__PROBLEM__
Locate every line in the rows below that contains the word "separate" and copy each of those lines.

__SOURCE RECORDS__
[start]

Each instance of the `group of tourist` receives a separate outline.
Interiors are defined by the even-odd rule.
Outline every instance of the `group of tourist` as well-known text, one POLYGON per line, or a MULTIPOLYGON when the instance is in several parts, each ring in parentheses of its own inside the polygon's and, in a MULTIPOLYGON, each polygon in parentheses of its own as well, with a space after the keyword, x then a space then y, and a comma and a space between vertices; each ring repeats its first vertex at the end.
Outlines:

[end]
[start]

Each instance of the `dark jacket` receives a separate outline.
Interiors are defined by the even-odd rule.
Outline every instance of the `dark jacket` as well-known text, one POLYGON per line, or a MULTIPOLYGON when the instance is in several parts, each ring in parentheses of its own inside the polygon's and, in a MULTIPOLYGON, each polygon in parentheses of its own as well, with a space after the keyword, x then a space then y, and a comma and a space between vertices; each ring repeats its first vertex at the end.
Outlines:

[end]

__RESULT OF THIS TASK__
Each instance of the `group of tourist` receives a separate outline.
Each instance of the `dark jacket` receives a separate outline.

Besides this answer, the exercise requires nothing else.